━━━━━ Verilen metin ━━━━━

Su ürünleri yetiştiriciliğinde Avrupa’da ikinci, dünyada onyedinci sıradayız.

ÜRETİM PLANLAMASI-TARIMSAL DESTEKLER-PROJELER

Sayın Başkan, Değerli Milletvekilleri,

Suyu merkeze alan, öngörülebilir ve katılımcı bir yaklaşımla üretim planlamamızı hayata geçirdik.

Hem bugünün ihtiyaçlarını, hem de geleceği gözeten; üç yıllık dönemler halinde güncellenen bir yol haritasını uyguluyoruz.

Önümüzdeki yıllarda da üretim planlamasının kapsamını genişleterek, kararlılıkla uygulamaya devam edeceğiz.

Hayata geçirdiğimiz bu reform, üreticilerimiz ve sektörümüz tarafından da sahiplenilmiştir.

BİTKİSEL ÜRETİM PLANLAMASI VE DESTEKLERİ

13 stratejik ürün ve yem bitkilerinde üretim alanımızın yüzde 77’sinde bu planlamayı uygulamaktayız.

Yapısal değişimin ilk çıktılarını, kayıtlılıktaki artışta görmekteyiz.

2025 üretim yılında bir önceki yıla göre kayıtlı üretici sayısında yüzde 2, üretim alanında ise yüzde 3 artış gerçekleşmiştir.

Üretim planlamasının en önemli aracı olan tarımsal destekleri yönlendirici bir şekilde kullanmaya başladık.

2025 üretim yılı itibarıyla bitkisel üretimde;

Mazot, gübre ve tohum gibi temel girdi maliyetlerini dikkate alan destekleme modelini uygulamaya aldık.

Üreticilerimize temel, planlama ve üretimi geliştirme destekleri veriyoruz.

Bitkisel üretim desteklerini bu yıl da üretim sezonundan önce açıkladık.

Üreticilerimiz hangi ürüne ne kadar destek alacağını bilerek, ekecekleri ürüne karar veriyorlar.

Birim destekleme tutarını, temel girdilerdeki fiyat artışlarına göre güncelleyerek uyguluyoruz.

Üreticilerimize mazot maliyetinin ortalama yüzde 50’si, gübre maliyetinin ise ortalama yüzde 25’i kadar temel destek veriyoruz.

Planlama kapsamına alınan ürünlerde, mazot maliyetinin tamamını ve gübre maliyetinin yarısını,

su kısıtı olan ilçelerde ise mazot ve gübre maliyetinin tamamını karşılıyoruz.

━━━━━ Verilen veriler ━━━━━

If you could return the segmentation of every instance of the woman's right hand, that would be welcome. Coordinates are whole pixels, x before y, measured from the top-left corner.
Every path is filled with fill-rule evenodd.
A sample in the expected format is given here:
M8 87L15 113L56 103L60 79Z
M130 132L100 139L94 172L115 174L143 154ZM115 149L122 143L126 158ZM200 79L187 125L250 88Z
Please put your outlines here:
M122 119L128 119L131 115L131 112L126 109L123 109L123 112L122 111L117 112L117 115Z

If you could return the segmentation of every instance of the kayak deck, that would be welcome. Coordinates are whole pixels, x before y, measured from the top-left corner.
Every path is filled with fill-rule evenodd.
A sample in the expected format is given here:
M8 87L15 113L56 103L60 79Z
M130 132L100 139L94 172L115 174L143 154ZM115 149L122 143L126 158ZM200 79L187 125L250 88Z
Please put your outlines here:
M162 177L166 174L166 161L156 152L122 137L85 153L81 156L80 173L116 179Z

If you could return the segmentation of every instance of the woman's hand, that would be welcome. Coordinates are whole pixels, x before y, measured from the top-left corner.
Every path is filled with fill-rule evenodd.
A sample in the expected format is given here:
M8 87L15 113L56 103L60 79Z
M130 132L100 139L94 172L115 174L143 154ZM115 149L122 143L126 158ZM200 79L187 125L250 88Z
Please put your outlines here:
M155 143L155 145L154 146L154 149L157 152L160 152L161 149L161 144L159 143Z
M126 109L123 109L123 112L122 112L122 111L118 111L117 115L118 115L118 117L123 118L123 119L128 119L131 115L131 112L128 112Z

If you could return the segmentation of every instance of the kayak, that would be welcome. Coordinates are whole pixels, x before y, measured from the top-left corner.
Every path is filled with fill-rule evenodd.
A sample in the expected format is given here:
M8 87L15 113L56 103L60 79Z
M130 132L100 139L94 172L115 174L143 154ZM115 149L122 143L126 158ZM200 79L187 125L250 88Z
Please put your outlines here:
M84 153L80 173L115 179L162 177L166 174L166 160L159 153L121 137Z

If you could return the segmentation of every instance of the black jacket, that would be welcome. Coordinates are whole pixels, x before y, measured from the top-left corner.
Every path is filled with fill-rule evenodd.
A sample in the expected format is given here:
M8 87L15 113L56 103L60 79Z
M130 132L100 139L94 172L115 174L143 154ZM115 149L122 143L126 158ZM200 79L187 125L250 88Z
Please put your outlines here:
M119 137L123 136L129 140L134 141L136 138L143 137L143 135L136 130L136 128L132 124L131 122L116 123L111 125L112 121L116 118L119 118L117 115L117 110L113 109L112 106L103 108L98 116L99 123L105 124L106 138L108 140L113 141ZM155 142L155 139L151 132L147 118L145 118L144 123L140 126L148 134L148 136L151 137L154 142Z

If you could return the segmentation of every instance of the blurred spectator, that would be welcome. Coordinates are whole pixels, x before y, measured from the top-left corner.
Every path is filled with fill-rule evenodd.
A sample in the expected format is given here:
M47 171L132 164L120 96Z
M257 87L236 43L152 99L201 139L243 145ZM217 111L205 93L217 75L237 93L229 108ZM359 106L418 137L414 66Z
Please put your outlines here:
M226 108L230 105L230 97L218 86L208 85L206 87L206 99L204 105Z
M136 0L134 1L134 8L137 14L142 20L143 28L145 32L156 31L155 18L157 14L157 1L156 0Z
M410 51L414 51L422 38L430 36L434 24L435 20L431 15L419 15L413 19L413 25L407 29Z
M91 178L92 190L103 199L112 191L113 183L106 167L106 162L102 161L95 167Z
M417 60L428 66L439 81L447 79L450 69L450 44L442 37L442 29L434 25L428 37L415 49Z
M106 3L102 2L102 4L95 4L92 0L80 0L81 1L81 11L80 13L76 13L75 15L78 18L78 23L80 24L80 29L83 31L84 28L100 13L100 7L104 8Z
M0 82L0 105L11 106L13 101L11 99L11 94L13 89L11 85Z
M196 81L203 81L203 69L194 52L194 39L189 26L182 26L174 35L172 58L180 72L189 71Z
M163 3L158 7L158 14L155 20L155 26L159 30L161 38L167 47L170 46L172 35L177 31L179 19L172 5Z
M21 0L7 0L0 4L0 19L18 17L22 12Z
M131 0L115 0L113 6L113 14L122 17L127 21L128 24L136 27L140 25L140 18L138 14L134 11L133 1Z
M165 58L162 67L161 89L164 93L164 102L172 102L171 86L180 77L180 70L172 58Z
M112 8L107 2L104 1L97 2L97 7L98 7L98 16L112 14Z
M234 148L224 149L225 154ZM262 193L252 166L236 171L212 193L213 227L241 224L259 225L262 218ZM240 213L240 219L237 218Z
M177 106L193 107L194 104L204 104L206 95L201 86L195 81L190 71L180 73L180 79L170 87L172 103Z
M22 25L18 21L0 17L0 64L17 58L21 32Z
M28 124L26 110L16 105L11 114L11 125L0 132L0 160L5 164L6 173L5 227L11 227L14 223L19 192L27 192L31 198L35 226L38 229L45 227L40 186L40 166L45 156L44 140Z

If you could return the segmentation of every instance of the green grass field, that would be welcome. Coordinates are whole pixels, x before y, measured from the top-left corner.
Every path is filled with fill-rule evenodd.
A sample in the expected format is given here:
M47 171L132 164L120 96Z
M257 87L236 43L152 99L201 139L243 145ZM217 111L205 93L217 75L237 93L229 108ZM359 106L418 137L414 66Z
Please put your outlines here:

━━━━━

Görev listesi:
**a.** Üretim planlaması metnine göre 2025 üretim yılında kayıtlı üretici sayısı bir önceki yıla göre yüzde kaç artmıştır?
**b.** Lütfen üretim planlaması metnini son cümlesinden sonra sürdürün.

Sırayla yanıtlar:
**a.** Yüzde 2.

**b.**
Önümüzdeki üretim sezonu için mısırı su kısıtı havzalarında destekleme kapsamından çıkartırken, diğer havzalara yönlendirmek için desteğini yüzde 30 artırdık.

Mısır, patates ve soya üretiminde kamunun yanında, özel sektör tarafından da geliştirilen yerli ve milli tohumu kullanan üreticilere ilave destek veriyoruz.

Bitkisel üretim planlamasıyla 3 yıllık dönem sonunda;

· Hububat üretimini 39,7 milyon tona,

· Baklagil üretimini 1,35 milyon tona,

· Yağlı tohumlu bitkiler üretimini ise 5,2 milyon tona

çıkaracağız.

Değerli Milletvekilleri,

Bitkisel üretimimizde gıda arz güvenliğini güçlendirmek, yerli, kaliteli ve iklim değişikliğine dirençli tohum kapasitemizi geliştirmek için Ar-Ge faaliyetlerimiz ve diğer projelerimize devam ediyoruz.

Yurt içinde kullanılan sertifikalı tohumluğun;

· Tahılda yüzde 45’i,

· Baklagillerde yüzde 60’ı

enstitülerimizce tescil edilen tohumlardan oluşmaktadır.

İklim değişikliğine uyumlu, soğuğa ve kuraklığa dayanıklı olarak geliştirdiğimiz tohumluk çeşidimiz 82’ye ulaşmıştır.

Geleneksel mirasımıza sahip çıkarak, ata tohumlarında tescil ettiğimiz çeşit sayısını 49’a yükselttik.

Bunların 11’ini Tarım Kredi Marketlerde vatandaşlarımıza sunduk.

2026 yılında satışa sunacağımız ata tohumunu 24 çeşide ve 1 milyon pakete ulaştıracağız.

TAKE Projesiyle, 2021-2024 yılları arasında, 412 bin üreticimize 68 bin ton tohum, 102 milyon fide/fidan dağıttık.

2025 yılında ise 100 bin üreticimize 14 bin ton tohum, 22 milyon fide/fidan temin ettik.

Tohum Gen Bankalarımız, 122 bin 750 materyal ile dünyanın en güçlü gen bankaları arasında yer almaktadır.

2026 yılında Bakanlığımızca geliştirilen yerli ve milli hibrit ayçiçeği ve mısır tohumlarını çoğaltarak üreticilerimizle buluşturacağız.

İklim, toprak ve su kaynaklarını dikkate alarak ekonomik değeri yüksek olan ürünler için Ürün İhtisas Havzaları oluşturacağız.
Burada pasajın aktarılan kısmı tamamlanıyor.